* SOURCE EXCERPT *
****

ILLINOIS APPELLATE COURT — SECOND DISTRICT (1ST DIVISION)


JULY 17, 1975.

GREATER CHICAGO INDOOR TENNIS CLUBS, INC., PLAINTIFF-APPELLEE,

v.

THE VILLAGE OF WILLOWBROOK, DEFENDANT-APPELLANT.

APPEAL from the Circuit Court of Du Page County; the Hon. PHILIP F. LOCKE, Judge, presiding.

MR. JUSTICE GUILD DELIVERED THE OPINION OF THE COURT:

The defendant, Village of Willowbrook, a non-home-rule municipality, adopted an ordinance entitled, "Amusement Tax on Indoor Tennis Clubs" whereby the Village attempted to levy a tax equal to 6% of the gross receipts from fees and charges paid by persons for the use of indoor tennis courts within the corporate limits of the Village. The plaintiff corporation, which operates an indoor tennis club within the defendant Village, instituted a suit for declaratory and injunctive relief, seeking to have the ordinance declared invalid and to have the collection of the tax imposed by that ordinance enjoined. The trial court granted plaintiff's motion for summary judgment and entered an order declaring said ordinance invalid and void. Defendant appeals.

The defendant's position on appeal is that its ordinance is a valid exercise of the power to tax amusements granted to municipalities by section 11-42-5 of the Illinois Municipal Code (Ill. Rev. Stat. 1971, ch. 24, § 11-42-5) and that the ordinance is not otherwise invalid because it is based upon a reasonable classification. Section 11-42-5 provides as follows:

"§ 11-42-5. The corporate authorities of each municipality may license, tax, regulate, or prohibit hawkers, peddlers, pawnbrokers, itinerant merchants, transient vendors of merchandise, theatricals and other exhibitions, shows, and amusements and may license, tax, and regulate all places for eating or amusement."

****

* WRITTEN PROBLEM A *
In the court opinion excerpt, what actions does the quoted section of the Illinois Municipal Code let a municipality's corporate authorities take toward hawkers, peddlers, pawnbrokers, and the other listed categories?

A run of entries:
****

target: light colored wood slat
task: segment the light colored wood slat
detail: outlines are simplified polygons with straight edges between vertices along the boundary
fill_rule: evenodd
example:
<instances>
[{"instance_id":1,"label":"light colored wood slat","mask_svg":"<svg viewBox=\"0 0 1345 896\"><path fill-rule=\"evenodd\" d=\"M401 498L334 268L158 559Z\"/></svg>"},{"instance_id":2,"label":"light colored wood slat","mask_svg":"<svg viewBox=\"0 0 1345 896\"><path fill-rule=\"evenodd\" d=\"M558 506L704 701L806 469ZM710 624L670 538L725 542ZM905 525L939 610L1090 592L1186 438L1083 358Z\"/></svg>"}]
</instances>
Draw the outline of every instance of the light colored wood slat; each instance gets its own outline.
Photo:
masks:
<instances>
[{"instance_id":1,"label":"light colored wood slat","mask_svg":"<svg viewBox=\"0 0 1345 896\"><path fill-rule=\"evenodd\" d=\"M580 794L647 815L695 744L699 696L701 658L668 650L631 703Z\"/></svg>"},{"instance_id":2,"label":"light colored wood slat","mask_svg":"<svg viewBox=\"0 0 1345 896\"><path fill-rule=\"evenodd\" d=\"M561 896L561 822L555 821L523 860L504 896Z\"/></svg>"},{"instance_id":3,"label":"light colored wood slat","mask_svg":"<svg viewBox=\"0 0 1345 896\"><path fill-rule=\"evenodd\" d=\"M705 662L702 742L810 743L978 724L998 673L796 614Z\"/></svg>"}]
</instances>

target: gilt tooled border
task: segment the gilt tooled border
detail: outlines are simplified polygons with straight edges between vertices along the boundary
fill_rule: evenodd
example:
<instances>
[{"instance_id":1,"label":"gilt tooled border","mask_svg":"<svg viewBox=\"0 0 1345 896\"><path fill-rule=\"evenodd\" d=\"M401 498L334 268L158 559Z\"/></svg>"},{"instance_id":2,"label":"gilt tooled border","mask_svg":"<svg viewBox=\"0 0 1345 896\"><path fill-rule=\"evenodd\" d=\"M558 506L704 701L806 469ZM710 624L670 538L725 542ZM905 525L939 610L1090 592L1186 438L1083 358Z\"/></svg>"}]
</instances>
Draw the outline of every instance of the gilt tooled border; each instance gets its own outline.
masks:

****

* WRITTEN PROBLEM B *
Convert everything in the entries from the line containing "target: gilt tooled border" down to the final line of the entries into a numbered list, leaving out blank lines.

* FINISHED ANSWER A *
1. License
2. Tax
3. Regulate
4. Prohibit

* FINISHED ANSWER B *
1. target: gilt tooled border
2. task: segment the gilt tooled border
3. detail: outlines are simplified polygons with straight edges between vertices along the boundary
4. fill_rule: evenodd
5. example:
6. <instances>
7. [{"instance_id":1,"label":"gilt tooled border","mask_svg":"<svg viewBox=\"0 0 1345 896\"><path fill-rule=\"evenodd\" d=\"M401 498L334 268L158 559Z\"/></svg>"},{"instance_id":2,"label":"gilt tooled border","mask_svg":"<svg viewBox=\"0 0 1345 896\"><path fill-rule=\"evenodd\" d=\"M558 506L704 701L806 469ZM710 624L670 538L725 542ZM905 525L939 610L1090 592L1186 438L1083 358Z\"/></svg>"}]
8. </instances>
9. Draw the outline of every instance of the gilt tooled border; each instance gets its own outline.
10. masks:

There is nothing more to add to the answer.